→ **WORKING DATA**:

--

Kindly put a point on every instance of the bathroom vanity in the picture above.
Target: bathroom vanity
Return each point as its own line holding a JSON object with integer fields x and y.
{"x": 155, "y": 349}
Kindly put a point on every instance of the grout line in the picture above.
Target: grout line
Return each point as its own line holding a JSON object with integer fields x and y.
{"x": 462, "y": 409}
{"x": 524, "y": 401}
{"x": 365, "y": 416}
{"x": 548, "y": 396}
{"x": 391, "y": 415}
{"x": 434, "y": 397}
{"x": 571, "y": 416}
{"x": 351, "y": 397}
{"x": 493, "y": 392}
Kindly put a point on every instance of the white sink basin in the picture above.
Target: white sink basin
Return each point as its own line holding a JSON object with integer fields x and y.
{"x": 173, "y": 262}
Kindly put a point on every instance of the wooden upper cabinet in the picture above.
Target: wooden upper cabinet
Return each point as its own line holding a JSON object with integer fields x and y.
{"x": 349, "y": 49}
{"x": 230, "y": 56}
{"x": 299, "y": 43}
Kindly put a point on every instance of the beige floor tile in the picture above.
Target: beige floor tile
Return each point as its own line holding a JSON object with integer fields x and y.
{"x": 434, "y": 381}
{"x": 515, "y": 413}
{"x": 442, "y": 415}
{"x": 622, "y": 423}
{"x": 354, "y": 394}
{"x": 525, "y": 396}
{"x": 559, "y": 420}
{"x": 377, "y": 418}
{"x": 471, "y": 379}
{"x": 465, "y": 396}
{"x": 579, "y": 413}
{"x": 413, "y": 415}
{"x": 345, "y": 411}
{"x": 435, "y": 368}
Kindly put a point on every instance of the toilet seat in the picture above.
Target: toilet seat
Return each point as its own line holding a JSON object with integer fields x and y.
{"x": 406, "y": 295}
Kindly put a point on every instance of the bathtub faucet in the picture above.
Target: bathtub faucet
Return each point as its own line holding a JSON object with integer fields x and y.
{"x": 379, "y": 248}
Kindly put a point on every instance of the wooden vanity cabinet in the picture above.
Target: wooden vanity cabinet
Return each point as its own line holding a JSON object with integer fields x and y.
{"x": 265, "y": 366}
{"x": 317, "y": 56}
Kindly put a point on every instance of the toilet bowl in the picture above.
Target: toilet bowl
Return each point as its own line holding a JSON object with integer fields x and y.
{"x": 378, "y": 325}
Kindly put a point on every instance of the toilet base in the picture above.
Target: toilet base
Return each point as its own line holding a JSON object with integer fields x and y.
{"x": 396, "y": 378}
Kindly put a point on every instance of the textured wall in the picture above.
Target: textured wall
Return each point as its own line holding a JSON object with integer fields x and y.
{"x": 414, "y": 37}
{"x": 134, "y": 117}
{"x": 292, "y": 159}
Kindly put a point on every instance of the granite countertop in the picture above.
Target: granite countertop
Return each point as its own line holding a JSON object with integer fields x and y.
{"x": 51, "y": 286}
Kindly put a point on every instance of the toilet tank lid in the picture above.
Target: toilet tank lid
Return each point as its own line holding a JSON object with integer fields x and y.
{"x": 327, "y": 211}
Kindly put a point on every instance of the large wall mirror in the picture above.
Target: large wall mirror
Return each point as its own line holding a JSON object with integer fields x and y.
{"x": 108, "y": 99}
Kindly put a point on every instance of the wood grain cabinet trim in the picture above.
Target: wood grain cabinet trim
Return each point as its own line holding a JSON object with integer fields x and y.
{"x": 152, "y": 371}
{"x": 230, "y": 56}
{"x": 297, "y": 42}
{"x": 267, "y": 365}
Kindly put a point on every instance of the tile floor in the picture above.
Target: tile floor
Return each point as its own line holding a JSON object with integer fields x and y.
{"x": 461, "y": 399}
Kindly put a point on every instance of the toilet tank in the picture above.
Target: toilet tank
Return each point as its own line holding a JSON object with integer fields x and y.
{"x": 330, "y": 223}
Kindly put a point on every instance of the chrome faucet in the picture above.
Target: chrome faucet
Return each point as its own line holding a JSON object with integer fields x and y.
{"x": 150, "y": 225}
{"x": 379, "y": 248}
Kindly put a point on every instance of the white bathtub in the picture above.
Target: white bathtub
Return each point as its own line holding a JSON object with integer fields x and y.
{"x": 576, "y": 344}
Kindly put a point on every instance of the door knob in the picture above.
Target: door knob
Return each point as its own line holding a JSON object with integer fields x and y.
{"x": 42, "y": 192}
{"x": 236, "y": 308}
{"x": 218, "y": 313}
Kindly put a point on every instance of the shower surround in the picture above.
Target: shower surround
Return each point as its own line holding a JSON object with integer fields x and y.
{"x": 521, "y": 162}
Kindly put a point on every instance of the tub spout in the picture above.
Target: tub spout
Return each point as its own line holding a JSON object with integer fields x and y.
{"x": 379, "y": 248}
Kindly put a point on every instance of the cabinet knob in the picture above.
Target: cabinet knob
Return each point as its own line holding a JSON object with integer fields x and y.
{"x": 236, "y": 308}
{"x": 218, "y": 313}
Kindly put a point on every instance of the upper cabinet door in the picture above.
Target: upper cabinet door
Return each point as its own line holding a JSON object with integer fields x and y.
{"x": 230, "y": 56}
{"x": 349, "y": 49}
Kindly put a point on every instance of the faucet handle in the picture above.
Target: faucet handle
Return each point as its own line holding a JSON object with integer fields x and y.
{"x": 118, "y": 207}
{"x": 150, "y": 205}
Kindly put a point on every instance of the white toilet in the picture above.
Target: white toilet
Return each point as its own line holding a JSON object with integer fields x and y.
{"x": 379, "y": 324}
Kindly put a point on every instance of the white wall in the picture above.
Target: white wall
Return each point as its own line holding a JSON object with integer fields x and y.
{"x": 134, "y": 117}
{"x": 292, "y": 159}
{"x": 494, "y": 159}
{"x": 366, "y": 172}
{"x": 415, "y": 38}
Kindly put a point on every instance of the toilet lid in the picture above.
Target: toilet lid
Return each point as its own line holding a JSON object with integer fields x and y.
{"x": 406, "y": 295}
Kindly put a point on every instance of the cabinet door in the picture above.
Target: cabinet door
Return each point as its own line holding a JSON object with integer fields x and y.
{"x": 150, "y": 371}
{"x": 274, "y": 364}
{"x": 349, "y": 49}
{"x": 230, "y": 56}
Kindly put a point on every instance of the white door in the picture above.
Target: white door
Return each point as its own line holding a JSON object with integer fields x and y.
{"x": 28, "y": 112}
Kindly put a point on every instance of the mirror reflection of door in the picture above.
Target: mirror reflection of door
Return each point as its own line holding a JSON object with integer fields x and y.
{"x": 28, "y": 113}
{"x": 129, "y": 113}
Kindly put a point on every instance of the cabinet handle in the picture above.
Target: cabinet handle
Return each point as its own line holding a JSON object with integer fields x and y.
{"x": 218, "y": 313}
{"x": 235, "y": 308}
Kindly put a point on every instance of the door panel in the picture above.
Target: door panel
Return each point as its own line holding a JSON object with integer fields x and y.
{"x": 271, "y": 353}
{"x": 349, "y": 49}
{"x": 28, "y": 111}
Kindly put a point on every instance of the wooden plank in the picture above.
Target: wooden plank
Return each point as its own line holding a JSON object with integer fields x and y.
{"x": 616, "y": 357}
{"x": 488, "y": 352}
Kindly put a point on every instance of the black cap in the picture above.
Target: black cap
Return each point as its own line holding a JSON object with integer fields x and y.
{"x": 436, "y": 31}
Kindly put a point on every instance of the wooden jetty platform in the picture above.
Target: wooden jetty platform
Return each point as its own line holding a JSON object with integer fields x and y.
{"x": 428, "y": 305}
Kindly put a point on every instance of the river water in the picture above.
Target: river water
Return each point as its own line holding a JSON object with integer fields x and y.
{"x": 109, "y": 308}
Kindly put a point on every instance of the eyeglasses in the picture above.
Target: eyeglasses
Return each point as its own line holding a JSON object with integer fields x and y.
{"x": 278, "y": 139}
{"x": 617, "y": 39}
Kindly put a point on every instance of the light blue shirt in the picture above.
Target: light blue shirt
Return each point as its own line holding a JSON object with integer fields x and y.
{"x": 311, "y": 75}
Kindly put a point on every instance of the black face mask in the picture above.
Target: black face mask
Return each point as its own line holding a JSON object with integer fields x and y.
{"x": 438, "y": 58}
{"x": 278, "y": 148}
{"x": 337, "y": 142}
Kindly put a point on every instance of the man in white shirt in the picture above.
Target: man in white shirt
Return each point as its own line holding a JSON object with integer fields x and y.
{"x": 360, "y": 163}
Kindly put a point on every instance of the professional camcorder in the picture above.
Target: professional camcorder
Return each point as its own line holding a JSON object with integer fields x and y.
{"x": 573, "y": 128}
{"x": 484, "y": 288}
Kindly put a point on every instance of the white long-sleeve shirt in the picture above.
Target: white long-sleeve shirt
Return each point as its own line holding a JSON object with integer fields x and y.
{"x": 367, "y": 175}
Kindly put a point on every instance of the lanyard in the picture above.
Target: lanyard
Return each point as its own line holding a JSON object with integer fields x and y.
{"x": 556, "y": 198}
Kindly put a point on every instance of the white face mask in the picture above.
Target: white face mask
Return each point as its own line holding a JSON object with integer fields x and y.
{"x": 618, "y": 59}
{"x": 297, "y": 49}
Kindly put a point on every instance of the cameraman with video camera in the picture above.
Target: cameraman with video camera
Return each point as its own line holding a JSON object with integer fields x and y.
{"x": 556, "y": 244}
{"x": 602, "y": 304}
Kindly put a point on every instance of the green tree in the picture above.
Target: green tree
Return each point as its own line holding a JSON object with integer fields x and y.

--

→ **YOUR INSTRUCTIONS**:
Swap "video camera" for "camcorder" in the lines from the one containing "Kindly put a point on every instance of the cameraman" through the end of the items, changing nothing else. Return only those lines.

→ **RESPONSE TO THIS TASK**:
Kindly put a point on every instance of the cameraman with camcorder in the picture above.
Target: cameraman with camcorder
Return each point as its own line holding a JSON object with integer fields x and y.
{"x": 556, "y": 244}
{"x": 602, "y": 304}
Kindly put a point on every instance of the green tree in the picture above.
Target: green tree
Return each point as its own line holding a JSON object with integer fields x and y.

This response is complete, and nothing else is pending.